— Begin Input rows —

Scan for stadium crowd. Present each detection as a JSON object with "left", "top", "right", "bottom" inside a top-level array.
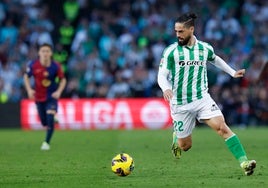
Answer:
[{"left": 0, "top": 0, "right": 268, "bottom": 126}]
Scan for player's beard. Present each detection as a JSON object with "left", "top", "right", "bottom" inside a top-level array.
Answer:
[{"left": 178, "top": 36, "right": 191, "bottom": 46}]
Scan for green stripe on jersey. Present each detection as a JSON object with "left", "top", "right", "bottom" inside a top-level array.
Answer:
[
  {"left": 162, "top": 40, "right": 215, "bottom": 105},
  {"left": 167, "top": 48, "right": 176, "bottom": 85},
  {"left": 177, "top": 45, "right": 185, "bottom": 105},
  {"left": 187, "top": 48, "right": 194, "bottom": 103}
]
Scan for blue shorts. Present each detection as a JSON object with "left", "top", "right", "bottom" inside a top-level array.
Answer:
[{"left": 35, "top": 99, "right": 58, "bottom": 126}]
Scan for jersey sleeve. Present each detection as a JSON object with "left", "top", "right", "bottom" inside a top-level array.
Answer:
[
  {"left": 56, "top": 63, "right": 65, "bottom": 79},
  {"left": 157, "top": 51, "right": 172, "bottom": 92},
  {"left": 207, "top": 44, "right": 216, "bottom": 61}
]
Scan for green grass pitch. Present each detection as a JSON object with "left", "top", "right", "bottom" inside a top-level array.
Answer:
[{"left": 0, "top": 127, "right": 268, "bottom": 188}]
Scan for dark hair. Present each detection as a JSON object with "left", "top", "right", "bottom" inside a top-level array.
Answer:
[
  {"left": 38, "top": 43, "right": 53, "bottom": 51},
  {"left": 175, "top": 13, "right": 197, "bottom": 27}
]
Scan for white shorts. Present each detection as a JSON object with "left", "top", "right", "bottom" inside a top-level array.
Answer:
[{"left": 170, "top": 94, "right": 222, "bottom": 138}]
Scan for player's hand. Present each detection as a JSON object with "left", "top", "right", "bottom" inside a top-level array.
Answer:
[
  {"left": 27, "top": 89, "right": 35, "bottom": 99},
  {"left": 234, "top": 69, "right": 246, "bottom": 78},
  {"left": 163, "top": 89, "right": 173, "bottom": 101},
  {"left": 51, "top": 91, "right": 61, "bottom": 99}
]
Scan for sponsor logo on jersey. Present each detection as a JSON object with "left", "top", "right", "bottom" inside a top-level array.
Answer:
[
  {"left": 42, "top": 79, "right": 51, "bottom": 87},
  {"left": 179, "top": 60, "right": 204, "bottom": 66}
]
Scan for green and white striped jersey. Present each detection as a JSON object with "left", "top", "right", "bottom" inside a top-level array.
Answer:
[{"left": 159, "top": 40, "right": 216, "bottom": 105}]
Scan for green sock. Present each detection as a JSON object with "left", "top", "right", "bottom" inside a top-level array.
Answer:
[{"left": 225, "top": 134, "right": 248, "bottom": 163}]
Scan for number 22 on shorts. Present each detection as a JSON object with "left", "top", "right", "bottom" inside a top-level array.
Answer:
[{"left": 173, "top": 121, "right": 184, "bottom": 132}]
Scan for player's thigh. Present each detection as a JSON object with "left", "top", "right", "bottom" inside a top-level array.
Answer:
[
  {"left": 36, "top": 102, "right": 47, "bottom": 126},
  {"left": 204, "top": 116, "right": 233, "bottom": 139},
  {"left": 46, "top": 99, "right": 58, "bottom": 114}
]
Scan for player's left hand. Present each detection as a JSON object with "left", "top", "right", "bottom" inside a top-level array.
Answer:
[
  {"left": 51, "top": 91, "right": 61, "bottom": 99},
  {"left": 234, "top": 69, "right": 246, "bottom": 78}
]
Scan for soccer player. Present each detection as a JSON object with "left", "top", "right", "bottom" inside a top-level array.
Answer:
[
  {"left": 158, "top": 13, "right": 256, "bottom": 175},
  {"left": 24, "top": 44, "right": 66, "bottom": 150}
]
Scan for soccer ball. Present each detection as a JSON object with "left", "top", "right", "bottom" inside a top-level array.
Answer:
[{"left": 111, "top": 153, "right": 134, "bottom": 176}]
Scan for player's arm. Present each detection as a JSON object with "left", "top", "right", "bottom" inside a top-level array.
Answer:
[
  {"left": 157, "top": 58, "right": 173, "bottom": 101},
  {"left": 23, "top": 73, "right": 35, "bottom": 99},
  {"left": 213, "top": 55, "right": 245, "bottom": 78},
  {"left": 52, "top": 77, "right": 67, "bottom": 99}
]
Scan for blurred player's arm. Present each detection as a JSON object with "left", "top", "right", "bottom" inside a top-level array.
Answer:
[
  {"left": 23, "top": 73, "right": 35, "bottom": 99},
  {"left": 257, "top": 62, "right": 268, "bottom": 82},
  {"left": 213, "top": 55, "right": 246, "bottom": 78},
  {"left": 52, "top": 77, "right": 67, "bottom": 99}
]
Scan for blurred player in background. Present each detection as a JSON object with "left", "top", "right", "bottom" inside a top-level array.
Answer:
[
  {"left": 24, "top": 44, "right": 66, "bottom": 150},
  {"left": 158, "top": 14, "right": 256, "bottom": 175}
]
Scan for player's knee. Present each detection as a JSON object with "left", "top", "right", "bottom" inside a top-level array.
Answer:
[
  {"left": 179, "top": 143, "right": 192, "bottom": 151},
  {"left": 217, "top": 121, "right": 230, "bottom": 137}
]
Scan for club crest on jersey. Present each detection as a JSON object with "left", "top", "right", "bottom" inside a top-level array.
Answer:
[
  {"left": 42, "top": 79, "right": 51, "bottom": 87},
  {"left": 179, "top": 60, "right": 204, "bottom": 66},
  {"left": 43, "top": 71, "right": 49, "bottom": 77}
]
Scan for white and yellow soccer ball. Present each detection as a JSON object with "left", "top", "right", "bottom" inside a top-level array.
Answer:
[{"left": 111, "top": 153, "right": 134, "bottom": 176}]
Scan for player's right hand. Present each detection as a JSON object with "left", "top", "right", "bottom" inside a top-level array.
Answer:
[{"left": 163, "top": 89, "right": 173, "bottom": 101}]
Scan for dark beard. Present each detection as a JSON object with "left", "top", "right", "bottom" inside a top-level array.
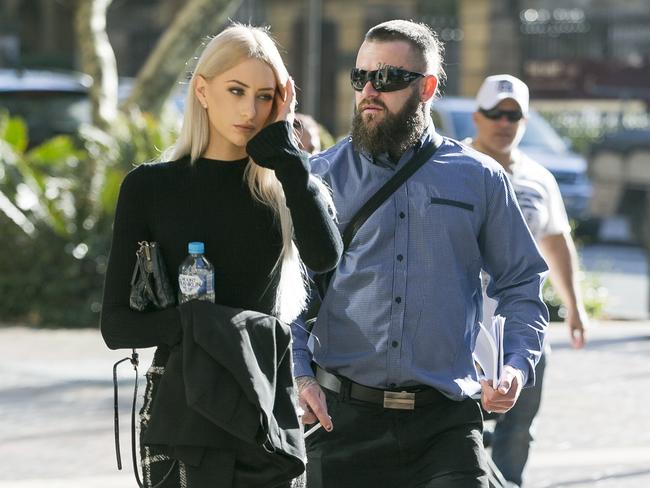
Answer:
[{"left": 352, "top": 90, "right": 427, "bottom": 162}]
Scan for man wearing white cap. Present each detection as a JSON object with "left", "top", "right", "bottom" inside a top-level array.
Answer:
[{"left": 466, "top": 75, "right": 587, "bottom": 486}]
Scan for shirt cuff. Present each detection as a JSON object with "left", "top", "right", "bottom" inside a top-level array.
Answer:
[
  {"left": 506, "top": 356, "right": 535, "bottom": 388},
  {"left": 293, "top": 350, "right": 315, "bottom": 378}
]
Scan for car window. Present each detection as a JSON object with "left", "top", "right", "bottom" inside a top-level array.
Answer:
[{"left": 0, "top": 91, "right": 91, "bottom": 144}]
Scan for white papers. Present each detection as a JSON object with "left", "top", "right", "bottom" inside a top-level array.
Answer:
[{"left": 472, "top": 315, "right": 506, "bottom": 388}]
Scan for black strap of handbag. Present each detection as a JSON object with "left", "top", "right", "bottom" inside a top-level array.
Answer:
[
  {"left": 343, "top": 139, "right": 438, "bottom": 252},
  {"left": 303, "top": 139, "right": 439, "bottom": 322},
  {"left": 113, "top": 349, "right": 178, "bottom": 488}
]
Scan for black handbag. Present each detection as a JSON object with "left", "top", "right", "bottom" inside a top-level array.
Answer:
[
  {"left": 303, "top": 143, "right": 438, "bottom": 324},
  {"left": 129, "top": 241, "right": 176, "bottom": 312},
  {"left": 113, "top": 241, "right": 178, "bottom": 488}
]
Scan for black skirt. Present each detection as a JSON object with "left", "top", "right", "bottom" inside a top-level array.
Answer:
[{"left": 140, "top": 349, "right": 304, "bottom": 488}]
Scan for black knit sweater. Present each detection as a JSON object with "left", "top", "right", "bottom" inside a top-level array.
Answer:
[{"left": 101, "top": 122, "right": 342, "bottom": 349}]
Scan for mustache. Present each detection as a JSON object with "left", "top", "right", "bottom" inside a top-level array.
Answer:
[{"left": 357, "top": 98, "right": 388, "bottom": 111}]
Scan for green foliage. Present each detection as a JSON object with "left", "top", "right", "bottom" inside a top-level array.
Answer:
[
  {"left": 542, "top": 274, "right": 607, "bottom": 321},
  {"left": 0, "top": 111, "right": 178, "bottom": 327}
]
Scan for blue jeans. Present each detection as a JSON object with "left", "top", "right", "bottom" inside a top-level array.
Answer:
[{"left": 491, "top": 353, "right": 546, "bottom": 485}]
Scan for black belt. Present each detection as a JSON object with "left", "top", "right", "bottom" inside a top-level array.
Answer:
[{"left": 316, "top": 366, "right": 445, "bottom": 410}]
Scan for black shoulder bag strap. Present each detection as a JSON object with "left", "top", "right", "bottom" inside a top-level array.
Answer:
[
  {"left": 113, "top": 349, "right": 178, "bottom": 488},
  {"left": 305, "top": 143, "right": 439, "bottom": 320}
]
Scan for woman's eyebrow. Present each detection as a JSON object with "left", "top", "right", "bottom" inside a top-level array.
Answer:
[{"left": 227, "top": 80, "right": 275, "bottom": 91}]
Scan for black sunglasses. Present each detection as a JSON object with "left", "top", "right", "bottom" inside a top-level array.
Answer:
[
  {"left": 479, "top": 108, "right": 524, "bottom": 122},
  {"left": 350, "top": 66, "right": 424, "bottom": 92}
]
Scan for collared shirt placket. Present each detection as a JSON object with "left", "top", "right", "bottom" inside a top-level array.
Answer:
[{"left": 388, "top": 184, "right": 409, "bottom": 388}]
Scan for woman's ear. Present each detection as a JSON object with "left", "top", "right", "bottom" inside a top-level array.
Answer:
[
  {"left": 420, "top": 75, "right": 438, "bottom": 102},
  {"left": 194, "top": 75, "right": 208, "bottom": 108}
]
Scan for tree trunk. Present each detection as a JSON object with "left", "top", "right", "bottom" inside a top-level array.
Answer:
[
  {"left": 125, "top": 0, "right": 241, "bottom": 115},
  {"left": 75, "top": 0, "right": 118, "bottom": 130}
]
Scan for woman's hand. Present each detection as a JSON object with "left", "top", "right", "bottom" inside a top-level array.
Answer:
[{"left": 274, "top": 77, "right": 297, "bottom": 125}]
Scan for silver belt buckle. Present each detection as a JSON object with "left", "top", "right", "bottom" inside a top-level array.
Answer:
[{"left": 384, "top": 391, "right": 415, "bottom": 410}]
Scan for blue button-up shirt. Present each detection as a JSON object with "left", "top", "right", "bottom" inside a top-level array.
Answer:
[{"left": 293, "top": 122, "right": 548, "bottom": 399}]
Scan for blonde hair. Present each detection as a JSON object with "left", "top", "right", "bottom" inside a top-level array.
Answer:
[{"left": 165, "top": 23, "right": 322, "bottom": 322}]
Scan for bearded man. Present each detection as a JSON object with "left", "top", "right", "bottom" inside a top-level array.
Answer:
[{"left": 293, "top": 20, "right": 548, "bottom": 488}]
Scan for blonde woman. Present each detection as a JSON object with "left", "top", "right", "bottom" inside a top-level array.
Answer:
[{"left": 101, "top": 24, "right": 342, "bottom": 487}]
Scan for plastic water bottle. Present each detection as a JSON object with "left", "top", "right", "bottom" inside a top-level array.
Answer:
[{"left": 178, "top": 242, "right": 214, "bottom": 303}]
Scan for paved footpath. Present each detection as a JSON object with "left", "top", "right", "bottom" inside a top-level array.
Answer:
[{"left": 0, "top": 322, "right": 650, "bottom": 488}]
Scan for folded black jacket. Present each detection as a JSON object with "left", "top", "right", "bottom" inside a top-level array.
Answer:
[{"left": 143, "top": 301, "right": 305, "bottom": 477}]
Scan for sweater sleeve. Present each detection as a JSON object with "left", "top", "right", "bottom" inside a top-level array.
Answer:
[
  {"left": 246, "top": 121, "right": 343, "bottom": 272},
  {"left": 100, "top": 167, "right": 182, "bottom": 349}
]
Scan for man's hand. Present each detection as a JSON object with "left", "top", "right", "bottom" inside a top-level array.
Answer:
[
  {"left": 564, "top": 307, "right": 589, "bottom": 349},
  {"left": 481, "top": 365, "right": 523, "bottom": 413},
  {"left": 296, "top": 376, "right": 334, "bottom": 432}
]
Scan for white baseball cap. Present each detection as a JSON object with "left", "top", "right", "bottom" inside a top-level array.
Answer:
[{"left": 476, "top": 75, "right": 528, "bottom": 115}]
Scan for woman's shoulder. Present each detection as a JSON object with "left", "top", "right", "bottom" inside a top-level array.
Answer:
[{"left": 122, "top": 157, "right": 190, "bottom": 193}]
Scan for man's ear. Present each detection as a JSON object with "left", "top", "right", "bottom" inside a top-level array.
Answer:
[
  {"left": 194, "top": 75, "right": 208, "bottom": 107},
  {"left": 420, "top": 75, "right": 438, "bottom": 102}
]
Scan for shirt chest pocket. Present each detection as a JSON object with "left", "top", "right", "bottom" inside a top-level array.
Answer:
[
  {"left": 425, "top": 197, "right": 479, "bottom": 243},
  {"left": 429, "top": 197, "right": 474, "bottom": 212}
]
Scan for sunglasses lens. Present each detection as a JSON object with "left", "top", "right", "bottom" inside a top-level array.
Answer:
[
  {"left": 350, "top": 68, "right": 422, "bottom": 92},
  {"left": 481, "top": 108, "right": 524, "bottom": 122},
  {"left": 350, "top": 68, "right": 369, "bottom": 91}
]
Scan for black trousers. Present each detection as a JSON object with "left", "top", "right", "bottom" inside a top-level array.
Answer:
[{"left": 306, "top": 388, "right": 488, "bottom": 488}]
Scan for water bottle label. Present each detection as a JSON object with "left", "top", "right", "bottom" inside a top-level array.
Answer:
[{"left": 178, "top": 274, "right": 204, "bottom": 296}]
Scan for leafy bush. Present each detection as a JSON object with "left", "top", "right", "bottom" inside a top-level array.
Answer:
[
  {"left": 542, "top": 274, "right": 607, "bottom": 322},
  {"left": 0, "top": 108, "right": 176, "bottom": 327}
]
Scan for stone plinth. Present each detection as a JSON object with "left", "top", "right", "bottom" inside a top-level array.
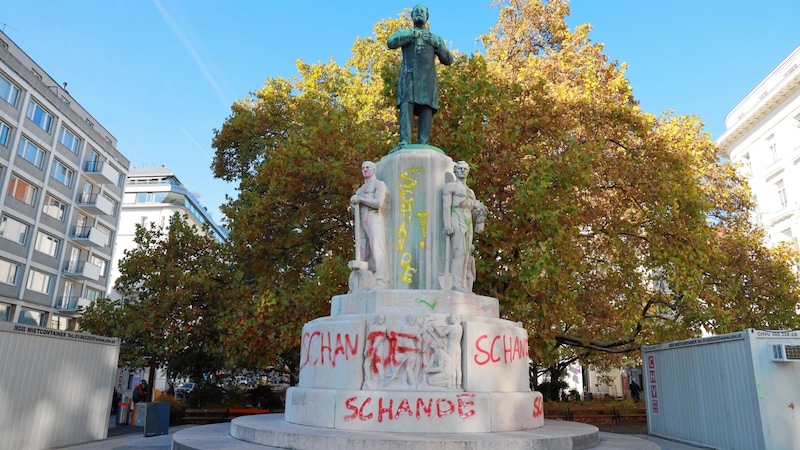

— End Input rows —

Problem:
Return every line of the data above that contains the word "black".

Task answer:
Scan for black strap of handbag. Present each detection as a JSON object with "left", "top", "right", "bottom" inside a top-level array.
Scan for black handbag. Present each detection as a JSON object with "left", "top", "right", "bottom" inside a top-level array.
Scan for black skirt. Present each detection as a JSON object with "left", "top", "right", "bottom" inside a top-level array.
Scan for black knit sweater. Present each detection as a JSON object with "left", "top", "right", "bottom" inside a top-level array.
Scan for black belt. Present each detection as a JSON object with "left", "top", "right", "bottom" inside a top-level array.
Scan for black shoulder bag strap. Present each detection as a JSON object with "left", "top", "right", "bottom" inside a top-level array.
Scan for black sunglasses. Present each detection as a JSON object with "left", "top", "right", "bottom" inside a top-level array.
Scan for folded black jacket. Present each detection as a JSON object with "left", "top", "right", "bottom" inside a top-level array.
Scan for black trousers. Present each detection as a JSON object with "left", "top", "right", "bottom" inside a top-level array.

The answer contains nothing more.